=== Yapılacak İş ===
Aşağıdaki Yargıtay kararında "Taraflar arasında görülen" ifadesinin geçtiği sözcüklerle açılıp "ecrimisil isteklerine ilişkindir." ile kapanan bölümü hiçbir değişiklik yapmadan yeniden yazınız.

=== Gösterilen Metin ===
%%
Yargıtay Kararı 1. Hukuk Dairesi 2015/7128 E. 2015/12531 K. 03.11.2015 T.

YARGITAY KARARI
DAİRE : 1. Hukuk Dairesi
ESAS NO : 2015/7128
KARAR NO : 2015/12531
KARAR TARİHİ : 03.11.2015

MAHKEMESİ : FOÇA ASLİYE HUKUK MAHKEMESİ
TARİHİ : 08/05/2012
NUMARASI : 2010/291-2012/151

Taraflar arasında görülen elatmanın önlenmesi ve ecrimisil davası sonunda, yerel mahkemece, her iki davalı yönünden elatmanın önlenmesi isteğinin kabulüne, davalı G. yönünden ecrimisil isteğinin reddine, davalı S. yönünden ise ecrimisil isteğinin kısmen kabulüne ilişkin olarak verilen karar davacı vekili ile davalılar vekili tarafından yasal süre içerisinde duruşma istekli temyiz edilmiş olmakla, duruşma günü olarak saptanan 03.11.2015 Salı günü saat 9.55 da daireye gelmeleri için taraf vekillerine tebligat yapıldığı halde gelmedikleri anlaşıldı, incelemenin dosya üzerinde yapılmasına, süresinde verildiği ve kayıt olunduğu anlaşılan temyiz dilekçesinin kabulüne karar verildikten sonra Tetkik Hakimi G. Ü.’ın raporu okundu, düşüncesi alındı. Dosya incelendi, gereği görüşülüp düşünüldü:

-KARAR-

Dava, bağımsız bölüme elatmanın önlenmesi ve ecrimisil isteklerine ilişkindir.
%%
=== Veri Kayıtları ===
%%
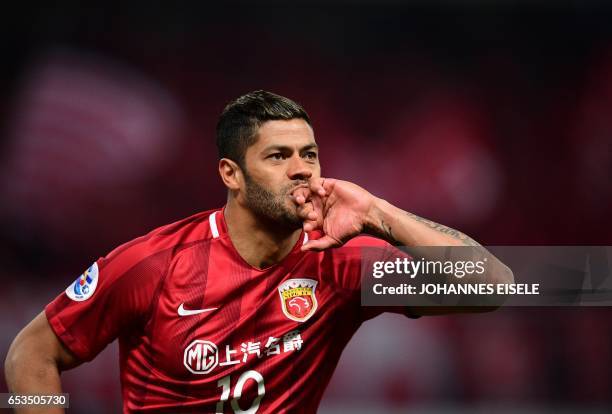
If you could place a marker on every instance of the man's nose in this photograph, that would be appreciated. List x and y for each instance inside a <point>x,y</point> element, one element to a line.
<point>299,169</point>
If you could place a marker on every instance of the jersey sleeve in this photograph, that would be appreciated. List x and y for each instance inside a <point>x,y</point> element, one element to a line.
<point>347,263</point>
<point>112,296</point>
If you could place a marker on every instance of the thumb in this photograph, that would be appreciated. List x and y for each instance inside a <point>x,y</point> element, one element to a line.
<point>323,243</point>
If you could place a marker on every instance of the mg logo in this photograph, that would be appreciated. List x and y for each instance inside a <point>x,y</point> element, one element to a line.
<point>201,357</point>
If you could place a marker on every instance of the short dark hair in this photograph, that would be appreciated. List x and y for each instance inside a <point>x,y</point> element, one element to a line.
<point>238,124</point>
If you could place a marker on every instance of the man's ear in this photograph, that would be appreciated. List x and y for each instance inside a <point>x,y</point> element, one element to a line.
<point>231,174</point>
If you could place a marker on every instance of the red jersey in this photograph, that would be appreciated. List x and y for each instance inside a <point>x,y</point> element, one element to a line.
<point>201,330</point>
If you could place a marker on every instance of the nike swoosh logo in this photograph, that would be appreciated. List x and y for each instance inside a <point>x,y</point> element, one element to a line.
<point>188,312</point>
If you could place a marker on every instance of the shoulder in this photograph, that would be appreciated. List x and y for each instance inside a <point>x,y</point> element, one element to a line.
<point>161,244</point>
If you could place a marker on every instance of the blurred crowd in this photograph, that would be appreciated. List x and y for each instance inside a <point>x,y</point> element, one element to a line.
<point>107,138</point>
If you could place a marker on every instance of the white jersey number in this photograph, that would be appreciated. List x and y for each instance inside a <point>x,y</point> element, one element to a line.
<point>225,384</point>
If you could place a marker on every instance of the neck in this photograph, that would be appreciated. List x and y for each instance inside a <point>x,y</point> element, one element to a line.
<point>258,242</point>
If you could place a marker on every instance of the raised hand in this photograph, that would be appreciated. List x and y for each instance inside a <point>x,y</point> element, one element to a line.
<point>338,208</point>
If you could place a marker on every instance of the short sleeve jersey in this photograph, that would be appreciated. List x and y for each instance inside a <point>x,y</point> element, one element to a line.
<point>201,330</point>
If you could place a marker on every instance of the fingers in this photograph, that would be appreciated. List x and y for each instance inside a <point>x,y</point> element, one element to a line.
<point>323,243</point>
<point>317,186</point>
<point>301,195</point>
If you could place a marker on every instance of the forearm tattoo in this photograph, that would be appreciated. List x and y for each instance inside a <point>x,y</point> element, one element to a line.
<point>465,239</point>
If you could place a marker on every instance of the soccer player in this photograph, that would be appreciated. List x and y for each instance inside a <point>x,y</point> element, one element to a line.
<point>241,309</point>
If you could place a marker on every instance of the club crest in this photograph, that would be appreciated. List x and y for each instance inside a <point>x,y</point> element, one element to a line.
<point>298,298</point>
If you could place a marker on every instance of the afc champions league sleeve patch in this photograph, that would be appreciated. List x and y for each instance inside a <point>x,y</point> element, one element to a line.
<point>298,299</point>
<point>85,285</point>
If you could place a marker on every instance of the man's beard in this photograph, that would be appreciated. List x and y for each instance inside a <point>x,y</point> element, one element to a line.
<point>270,206</point>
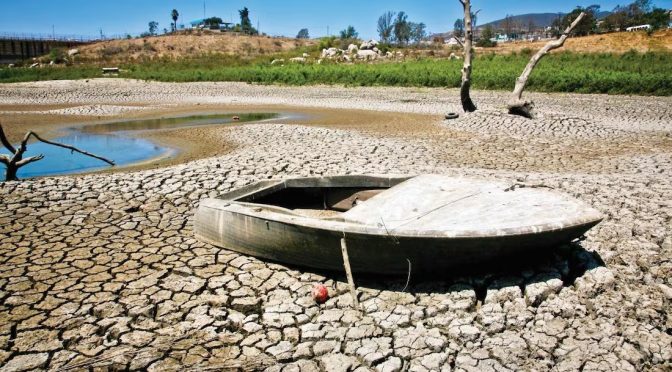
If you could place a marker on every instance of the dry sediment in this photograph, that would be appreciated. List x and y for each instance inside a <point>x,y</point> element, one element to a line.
<point>103,270</point>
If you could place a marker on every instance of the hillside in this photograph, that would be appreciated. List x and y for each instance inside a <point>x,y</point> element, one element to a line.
<point>617,42</point>
<point>185,45</point>
<point>539,19</point>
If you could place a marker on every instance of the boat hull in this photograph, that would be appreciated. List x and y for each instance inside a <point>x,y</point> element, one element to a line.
<point>320,248</point>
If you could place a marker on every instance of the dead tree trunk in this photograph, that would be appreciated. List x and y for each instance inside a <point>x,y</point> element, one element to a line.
<point>15,161</point>
<point>517,106</point>
<point>467,103</point>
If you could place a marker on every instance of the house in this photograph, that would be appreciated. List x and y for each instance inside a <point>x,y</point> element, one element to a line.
<point>501,38</point>
<point>638,28</point>
<point>201,24</point>
<point>452,41</point>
%%
=== Eksiksiz Çıktı ===
Taraflar arasında görülen elatmanın önlenmesi ve ecrimisil davası sonunda, yerel mahkemece, her iki davalı yönünden elatmanın önlenmesi isteğinin kabulüne, davalı G. yönünden ecrimisil isteğinin reddine, davalı S. yönünden ise ecrimisil isteğinin kısmen kabulüne ilişkin olarak verilen karar davacı vekili ile davalılar vekili tarafından yasal süre içerisinde duruşma istekli temyiz edilmiş olmakla, duruşma günü olarak saptanan 03.11.2015 Salı günü saat 9.55 da daireye gelmeleri için taraf vekillerine tebligat yapıldığı halde gelmedikleri anlaşıldı, incelemenin dosya üzerinde yapılmasına, süresinde verildiği ve kayıt olunduğu anlaşılan temyiz dilekçesinin kabulüne karar verildikten sonra Tetkik Hakimi G. Ü.’ın raporu okundu, düşüncesi alındı. Dosya incelendi, gereği görüşülüp düşünüldü:

-KARAR-

Dava, bağımsız bölüme elatmanın önlenmesi ve ecrimisil isteklerine ilişkindir.